Output the line containing "of the dark" and each line after it through the end of the data, exactly as written, with pictures left out.

........

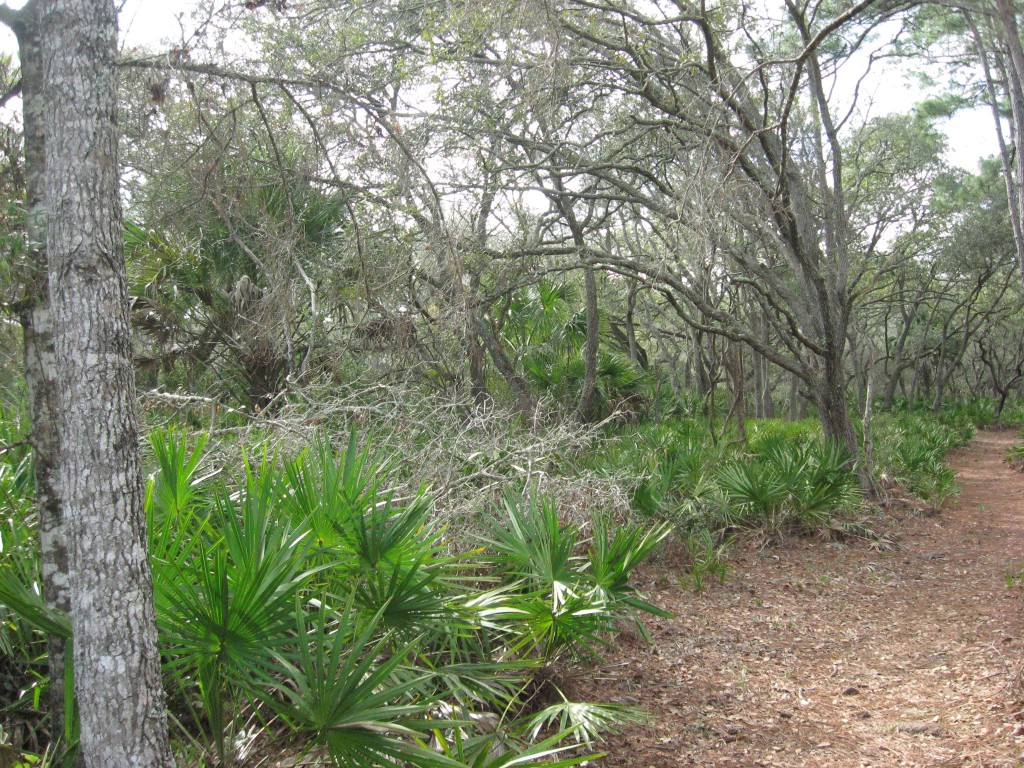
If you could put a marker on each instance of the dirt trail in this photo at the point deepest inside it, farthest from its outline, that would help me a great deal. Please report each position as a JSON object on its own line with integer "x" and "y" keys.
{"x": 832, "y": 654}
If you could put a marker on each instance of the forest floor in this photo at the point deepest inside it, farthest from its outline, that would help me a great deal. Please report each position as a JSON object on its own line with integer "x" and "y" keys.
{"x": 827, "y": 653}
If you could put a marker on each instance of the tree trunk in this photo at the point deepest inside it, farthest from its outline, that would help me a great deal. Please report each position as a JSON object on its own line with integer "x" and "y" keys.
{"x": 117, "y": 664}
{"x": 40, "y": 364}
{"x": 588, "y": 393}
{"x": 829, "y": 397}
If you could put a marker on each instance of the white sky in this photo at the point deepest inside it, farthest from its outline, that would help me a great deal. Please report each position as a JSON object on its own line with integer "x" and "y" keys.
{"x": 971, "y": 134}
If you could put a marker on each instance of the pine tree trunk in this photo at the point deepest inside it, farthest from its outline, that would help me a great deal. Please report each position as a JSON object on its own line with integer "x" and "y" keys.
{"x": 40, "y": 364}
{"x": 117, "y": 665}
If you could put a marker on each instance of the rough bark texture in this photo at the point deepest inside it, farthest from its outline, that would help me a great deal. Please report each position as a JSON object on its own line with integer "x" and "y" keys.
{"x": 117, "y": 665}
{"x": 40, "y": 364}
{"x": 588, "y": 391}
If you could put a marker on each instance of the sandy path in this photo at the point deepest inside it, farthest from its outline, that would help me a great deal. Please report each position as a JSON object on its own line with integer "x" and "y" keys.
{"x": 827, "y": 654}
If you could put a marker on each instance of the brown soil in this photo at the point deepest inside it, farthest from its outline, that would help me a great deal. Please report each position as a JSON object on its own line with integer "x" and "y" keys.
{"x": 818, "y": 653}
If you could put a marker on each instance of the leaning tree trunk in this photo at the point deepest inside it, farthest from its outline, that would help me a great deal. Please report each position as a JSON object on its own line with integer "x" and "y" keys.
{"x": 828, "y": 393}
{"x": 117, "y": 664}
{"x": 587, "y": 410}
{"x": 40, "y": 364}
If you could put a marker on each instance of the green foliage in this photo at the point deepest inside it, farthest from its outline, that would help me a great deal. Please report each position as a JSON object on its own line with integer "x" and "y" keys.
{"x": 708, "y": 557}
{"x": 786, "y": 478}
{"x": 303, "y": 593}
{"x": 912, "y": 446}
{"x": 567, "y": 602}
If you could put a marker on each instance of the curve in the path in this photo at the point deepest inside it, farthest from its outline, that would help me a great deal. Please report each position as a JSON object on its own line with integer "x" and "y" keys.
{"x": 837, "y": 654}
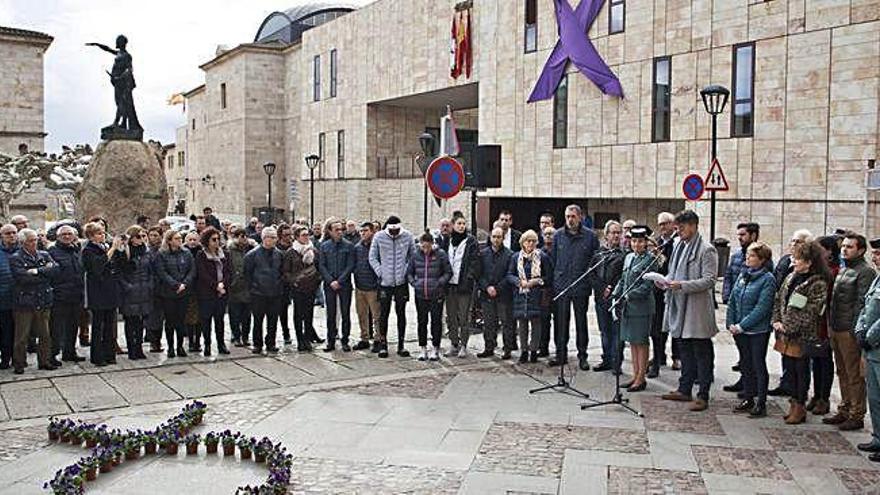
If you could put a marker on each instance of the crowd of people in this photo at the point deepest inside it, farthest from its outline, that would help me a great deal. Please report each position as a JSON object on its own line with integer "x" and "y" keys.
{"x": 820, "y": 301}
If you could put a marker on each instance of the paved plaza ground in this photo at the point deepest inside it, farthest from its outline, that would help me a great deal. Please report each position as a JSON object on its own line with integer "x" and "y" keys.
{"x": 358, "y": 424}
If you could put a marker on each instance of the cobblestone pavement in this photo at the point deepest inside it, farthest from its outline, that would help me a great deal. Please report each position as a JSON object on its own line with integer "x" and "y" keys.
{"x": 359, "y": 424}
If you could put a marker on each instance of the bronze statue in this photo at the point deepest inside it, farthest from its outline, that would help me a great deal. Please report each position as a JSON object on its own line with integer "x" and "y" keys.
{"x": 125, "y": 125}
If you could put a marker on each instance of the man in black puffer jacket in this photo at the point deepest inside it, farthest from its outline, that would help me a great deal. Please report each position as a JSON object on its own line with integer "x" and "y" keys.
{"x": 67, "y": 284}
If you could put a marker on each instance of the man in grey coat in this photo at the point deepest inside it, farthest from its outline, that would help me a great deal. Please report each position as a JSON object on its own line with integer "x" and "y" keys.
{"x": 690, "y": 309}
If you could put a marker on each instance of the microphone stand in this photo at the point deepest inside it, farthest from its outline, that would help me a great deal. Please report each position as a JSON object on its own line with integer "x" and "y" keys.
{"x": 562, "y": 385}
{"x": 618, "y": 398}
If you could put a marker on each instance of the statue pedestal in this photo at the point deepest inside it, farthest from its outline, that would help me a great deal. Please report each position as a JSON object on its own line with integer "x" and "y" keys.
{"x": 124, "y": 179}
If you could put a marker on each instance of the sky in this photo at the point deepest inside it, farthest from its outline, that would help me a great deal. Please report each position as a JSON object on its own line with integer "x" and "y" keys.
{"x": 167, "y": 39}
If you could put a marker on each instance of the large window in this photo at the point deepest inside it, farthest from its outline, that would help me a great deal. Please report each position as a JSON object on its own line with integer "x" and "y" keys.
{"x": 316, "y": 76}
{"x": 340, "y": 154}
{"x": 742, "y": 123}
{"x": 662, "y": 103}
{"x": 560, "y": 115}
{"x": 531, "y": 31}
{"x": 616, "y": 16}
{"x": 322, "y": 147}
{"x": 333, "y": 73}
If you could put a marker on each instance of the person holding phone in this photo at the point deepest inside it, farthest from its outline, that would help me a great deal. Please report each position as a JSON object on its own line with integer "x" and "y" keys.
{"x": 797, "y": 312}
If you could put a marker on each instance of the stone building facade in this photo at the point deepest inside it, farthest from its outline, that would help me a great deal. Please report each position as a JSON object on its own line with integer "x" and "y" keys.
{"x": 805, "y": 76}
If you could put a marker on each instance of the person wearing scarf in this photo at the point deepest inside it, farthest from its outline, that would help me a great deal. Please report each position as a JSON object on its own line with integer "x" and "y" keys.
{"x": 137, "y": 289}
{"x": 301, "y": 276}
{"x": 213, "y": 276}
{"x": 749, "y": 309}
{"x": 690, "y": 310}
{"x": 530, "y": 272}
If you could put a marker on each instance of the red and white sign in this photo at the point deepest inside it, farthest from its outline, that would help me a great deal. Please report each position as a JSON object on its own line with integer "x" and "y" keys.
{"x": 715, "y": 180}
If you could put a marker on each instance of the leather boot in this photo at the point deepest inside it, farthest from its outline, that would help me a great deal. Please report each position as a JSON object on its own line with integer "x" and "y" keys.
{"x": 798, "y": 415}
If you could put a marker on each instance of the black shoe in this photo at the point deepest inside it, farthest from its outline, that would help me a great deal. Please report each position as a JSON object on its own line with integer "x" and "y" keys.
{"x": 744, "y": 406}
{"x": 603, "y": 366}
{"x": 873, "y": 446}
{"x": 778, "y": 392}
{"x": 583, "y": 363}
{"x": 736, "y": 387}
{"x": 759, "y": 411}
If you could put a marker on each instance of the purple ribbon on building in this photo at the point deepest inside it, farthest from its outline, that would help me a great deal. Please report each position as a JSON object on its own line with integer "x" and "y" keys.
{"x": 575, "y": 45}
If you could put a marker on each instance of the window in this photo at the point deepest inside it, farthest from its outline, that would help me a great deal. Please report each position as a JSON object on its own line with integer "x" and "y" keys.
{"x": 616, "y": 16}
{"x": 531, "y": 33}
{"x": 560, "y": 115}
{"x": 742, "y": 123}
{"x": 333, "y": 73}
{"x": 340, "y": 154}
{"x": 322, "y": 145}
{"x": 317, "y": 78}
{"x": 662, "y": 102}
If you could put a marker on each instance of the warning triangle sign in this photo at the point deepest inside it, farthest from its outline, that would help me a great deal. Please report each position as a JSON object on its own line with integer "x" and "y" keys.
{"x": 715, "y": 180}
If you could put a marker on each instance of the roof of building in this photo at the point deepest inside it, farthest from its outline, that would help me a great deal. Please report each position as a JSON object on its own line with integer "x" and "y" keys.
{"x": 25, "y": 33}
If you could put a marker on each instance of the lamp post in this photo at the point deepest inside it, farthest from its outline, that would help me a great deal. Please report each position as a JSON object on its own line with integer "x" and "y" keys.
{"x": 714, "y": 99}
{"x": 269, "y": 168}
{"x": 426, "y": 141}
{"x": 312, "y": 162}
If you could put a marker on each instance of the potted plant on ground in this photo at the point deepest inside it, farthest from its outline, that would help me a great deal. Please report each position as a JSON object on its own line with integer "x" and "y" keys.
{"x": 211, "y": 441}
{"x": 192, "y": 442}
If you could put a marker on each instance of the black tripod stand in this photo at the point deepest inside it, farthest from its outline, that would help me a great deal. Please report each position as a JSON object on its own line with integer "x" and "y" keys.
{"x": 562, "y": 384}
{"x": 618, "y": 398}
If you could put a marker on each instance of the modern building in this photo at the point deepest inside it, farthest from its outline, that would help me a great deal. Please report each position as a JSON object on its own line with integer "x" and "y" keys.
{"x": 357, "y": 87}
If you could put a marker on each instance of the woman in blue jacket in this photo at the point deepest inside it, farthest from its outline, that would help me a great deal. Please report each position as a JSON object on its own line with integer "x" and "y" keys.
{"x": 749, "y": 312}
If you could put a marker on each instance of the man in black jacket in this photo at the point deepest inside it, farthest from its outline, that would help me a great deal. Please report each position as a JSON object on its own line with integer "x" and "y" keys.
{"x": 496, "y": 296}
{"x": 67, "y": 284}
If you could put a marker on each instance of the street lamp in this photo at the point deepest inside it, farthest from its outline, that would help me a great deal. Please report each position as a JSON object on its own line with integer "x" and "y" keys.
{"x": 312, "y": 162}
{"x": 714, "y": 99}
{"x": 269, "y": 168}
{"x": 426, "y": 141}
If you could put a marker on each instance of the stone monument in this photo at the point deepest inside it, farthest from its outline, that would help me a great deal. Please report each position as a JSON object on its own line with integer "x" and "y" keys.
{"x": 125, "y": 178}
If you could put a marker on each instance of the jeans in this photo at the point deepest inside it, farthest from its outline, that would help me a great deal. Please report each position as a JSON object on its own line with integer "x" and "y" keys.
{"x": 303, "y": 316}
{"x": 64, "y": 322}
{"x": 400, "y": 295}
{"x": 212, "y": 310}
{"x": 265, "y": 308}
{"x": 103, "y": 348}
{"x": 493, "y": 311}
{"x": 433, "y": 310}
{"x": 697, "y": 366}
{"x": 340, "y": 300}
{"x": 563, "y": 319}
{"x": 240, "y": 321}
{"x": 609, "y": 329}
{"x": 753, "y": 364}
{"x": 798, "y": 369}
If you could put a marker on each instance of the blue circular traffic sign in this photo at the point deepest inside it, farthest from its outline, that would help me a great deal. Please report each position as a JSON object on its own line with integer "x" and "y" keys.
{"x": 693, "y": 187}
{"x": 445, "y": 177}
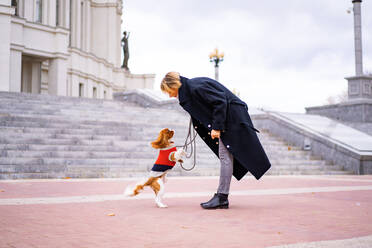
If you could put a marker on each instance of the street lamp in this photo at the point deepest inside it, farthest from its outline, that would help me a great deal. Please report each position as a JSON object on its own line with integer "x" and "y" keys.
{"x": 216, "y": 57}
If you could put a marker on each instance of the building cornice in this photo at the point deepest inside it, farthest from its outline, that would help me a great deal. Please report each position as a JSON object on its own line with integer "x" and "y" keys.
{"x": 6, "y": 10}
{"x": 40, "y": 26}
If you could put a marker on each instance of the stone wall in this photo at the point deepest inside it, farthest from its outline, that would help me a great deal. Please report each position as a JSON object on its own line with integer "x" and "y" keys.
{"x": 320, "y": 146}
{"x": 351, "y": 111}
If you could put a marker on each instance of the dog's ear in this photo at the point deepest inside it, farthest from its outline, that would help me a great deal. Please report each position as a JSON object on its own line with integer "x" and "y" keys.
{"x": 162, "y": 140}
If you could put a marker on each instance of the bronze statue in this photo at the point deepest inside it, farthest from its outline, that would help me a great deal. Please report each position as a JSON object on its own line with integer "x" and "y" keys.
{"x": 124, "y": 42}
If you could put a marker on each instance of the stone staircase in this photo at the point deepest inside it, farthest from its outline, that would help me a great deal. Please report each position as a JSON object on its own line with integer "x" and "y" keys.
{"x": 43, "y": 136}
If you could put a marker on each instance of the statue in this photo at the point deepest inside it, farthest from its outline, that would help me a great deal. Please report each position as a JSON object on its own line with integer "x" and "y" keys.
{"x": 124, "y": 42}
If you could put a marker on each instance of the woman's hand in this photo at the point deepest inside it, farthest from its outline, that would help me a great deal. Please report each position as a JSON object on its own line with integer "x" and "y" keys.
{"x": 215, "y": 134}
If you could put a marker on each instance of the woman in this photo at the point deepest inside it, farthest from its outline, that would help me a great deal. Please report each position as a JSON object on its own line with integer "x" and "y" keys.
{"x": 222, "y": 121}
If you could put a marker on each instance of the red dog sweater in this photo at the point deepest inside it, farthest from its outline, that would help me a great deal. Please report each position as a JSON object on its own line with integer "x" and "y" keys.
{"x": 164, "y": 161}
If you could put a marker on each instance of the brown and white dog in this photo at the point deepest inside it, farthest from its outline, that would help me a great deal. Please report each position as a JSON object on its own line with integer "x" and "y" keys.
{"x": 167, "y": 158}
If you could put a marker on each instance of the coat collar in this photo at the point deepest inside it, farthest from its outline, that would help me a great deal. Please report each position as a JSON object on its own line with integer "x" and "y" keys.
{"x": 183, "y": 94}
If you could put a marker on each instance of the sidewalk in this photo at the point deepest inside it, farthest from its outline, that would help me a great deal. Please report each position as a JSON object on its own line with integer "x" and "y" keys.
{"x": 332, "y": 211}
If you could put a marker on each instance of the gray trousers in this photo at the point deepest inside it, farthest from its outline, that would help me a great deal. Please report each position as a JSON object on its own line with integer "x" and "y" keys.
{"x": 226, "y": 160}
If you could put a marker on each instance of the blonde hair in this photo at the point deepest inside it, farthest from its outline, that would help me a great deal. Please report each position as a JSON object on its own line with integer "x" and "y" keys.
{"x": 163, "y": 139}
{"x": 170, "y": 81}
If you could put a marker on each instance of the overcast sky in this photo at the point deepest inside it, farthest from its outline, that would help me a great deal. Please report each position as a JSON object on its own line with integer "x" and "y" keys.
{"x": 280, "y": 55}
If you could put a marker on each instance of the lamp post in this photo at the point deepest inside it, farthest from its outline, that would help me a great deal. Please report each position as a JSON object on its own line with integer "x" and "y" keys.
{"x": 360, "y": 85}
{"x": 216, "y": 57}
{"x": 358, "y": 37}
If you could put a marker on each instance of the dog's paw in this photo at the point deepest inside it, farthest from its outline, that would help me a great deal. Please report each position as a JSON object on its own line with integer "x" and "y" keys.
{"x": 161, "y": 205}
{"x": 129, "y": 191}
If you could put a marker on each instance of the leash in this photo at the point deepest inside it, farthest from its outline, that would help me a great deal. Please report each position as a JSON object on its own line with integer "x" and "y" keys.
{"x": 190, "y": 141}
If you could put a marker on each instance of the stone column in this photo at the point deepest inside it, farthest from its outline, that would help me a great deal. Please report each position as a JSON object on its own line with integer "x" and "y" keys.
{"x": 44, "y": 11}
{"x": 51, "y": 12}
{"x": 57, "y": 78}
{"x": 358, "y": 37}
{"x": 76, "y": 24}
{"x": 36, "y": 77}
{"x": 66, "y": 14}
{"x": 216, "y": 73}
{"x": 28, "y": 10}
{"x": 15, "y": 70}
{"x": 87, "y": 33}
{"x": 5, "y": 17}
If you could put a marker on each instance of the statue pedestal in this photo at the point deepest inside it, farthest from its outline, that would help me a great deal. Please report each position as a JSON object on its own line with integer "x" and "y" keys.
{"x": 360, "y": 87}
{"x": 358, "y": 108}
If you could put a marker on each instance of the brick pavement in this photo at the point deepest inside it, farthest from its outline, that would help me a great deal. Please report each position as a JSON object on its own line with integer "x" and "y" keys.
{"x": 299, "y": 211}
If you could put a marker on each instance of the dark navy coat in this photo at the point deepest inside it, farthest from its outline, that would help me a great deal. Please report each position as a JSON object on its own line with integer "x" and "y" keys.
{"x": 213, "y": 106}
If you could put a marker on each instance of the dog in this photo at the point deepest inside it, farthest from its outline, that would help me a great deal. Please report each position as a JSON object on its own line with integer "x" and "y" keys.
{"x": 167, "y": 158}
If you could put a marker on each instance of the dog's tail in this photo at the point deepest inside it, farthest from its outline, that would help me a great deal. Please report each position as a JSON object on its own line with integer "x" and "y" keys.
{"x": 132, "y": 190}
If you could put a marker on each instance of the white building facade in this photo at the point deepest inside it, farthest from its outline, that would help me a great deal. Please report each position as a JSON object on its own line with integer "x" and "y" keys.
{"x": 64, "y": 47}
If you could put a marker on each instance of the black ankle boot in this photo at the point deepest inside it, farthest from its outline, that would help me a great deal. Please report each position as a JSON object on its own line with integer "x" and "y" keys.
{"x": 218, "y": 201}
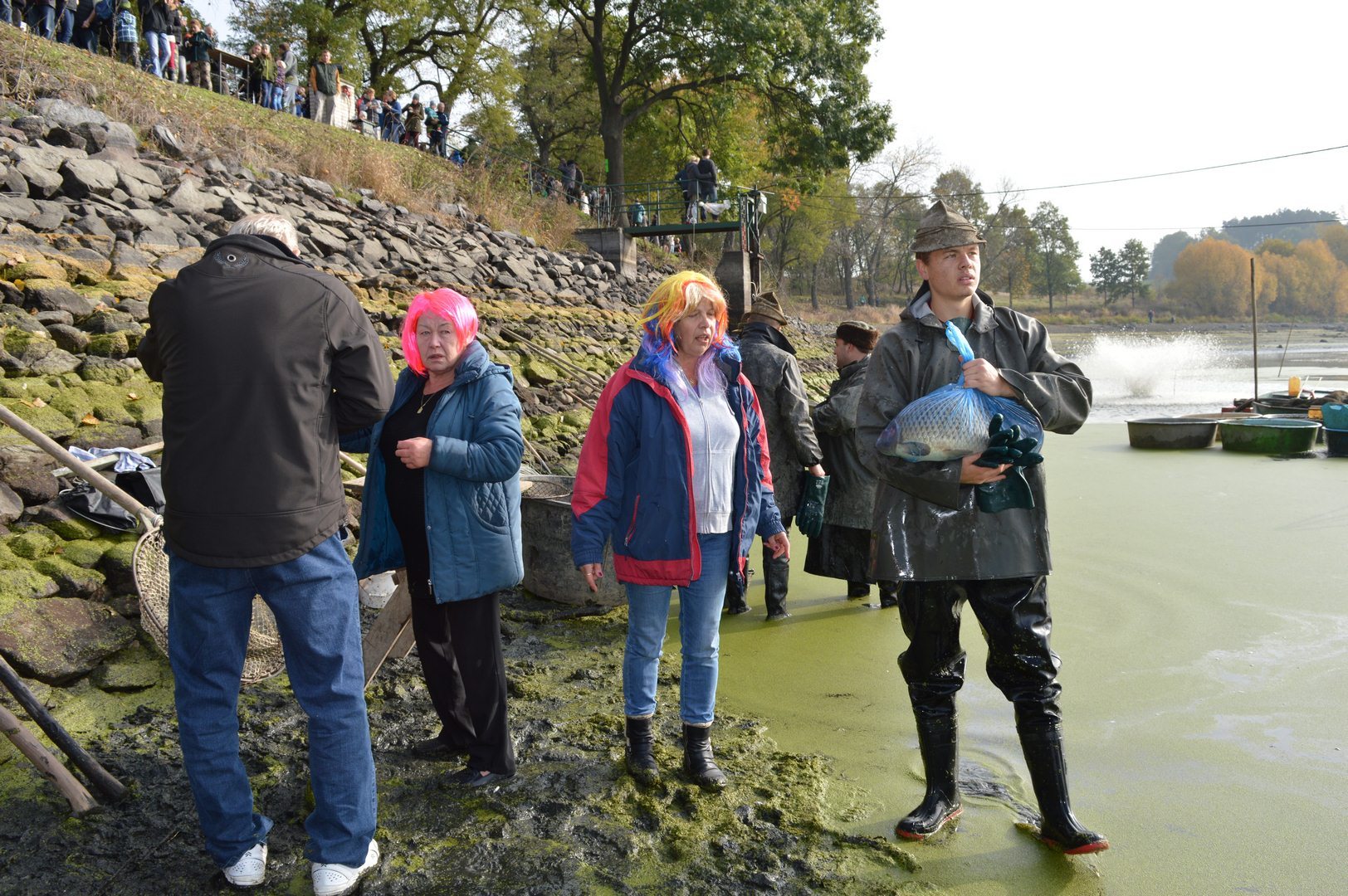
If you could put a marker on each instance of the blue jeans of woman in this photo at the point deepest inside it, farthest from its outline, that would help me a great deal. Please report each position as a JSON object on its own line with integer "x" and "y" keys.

........

### Written response
If you could put a marker on each instance of the dark navy coat in this photo at the point deepest inside it, farthest from its outline, that would help me a great deal. Please report each position as a JSON object on its own line with integer "x" and "y" keys.
{"x": 213, "y": 106}
If you could put a marker on each instance of the dog in this photo at the point deepest inside it, farthest from its outline, that would help me a great deal. Please report each position as a JSON object on its own line with integer "x" and "y" keys.
{"x": 167, "y": 158}
If you could put a marker on each instance of the dog's tail in this photo at the point deepest inside it, farthest from its outline, that would help me a great deal. Please report each position as a JSON object on its own line with integer "x" and "y" keys.
{"x": 132, "y": 190}
If you could put a marker on each instance of the white building facade in this photo at the point deepest inside it, farthest from its outline, that would help me a great deal. Please report each position as a JSON object on its own line with integer "x" and "y" keys.
{"x": 64, "y": 47}
If you could put a marker on each instance of the black ankle boot in this photo at the point deepest inside it, farthest from its outline, that would help me a great deal. Please report each position as a JSON object on its own line with integer "x" and "y" keys.
{"x": 218, "y": 201}
If you could put a marker on each instance of the blue jeans of woman in this photo at the point deepest inside it, farthest from its outline, that would help me a great deal. Please report each position as a JSON object on its own line with integer "x" and "y" keys.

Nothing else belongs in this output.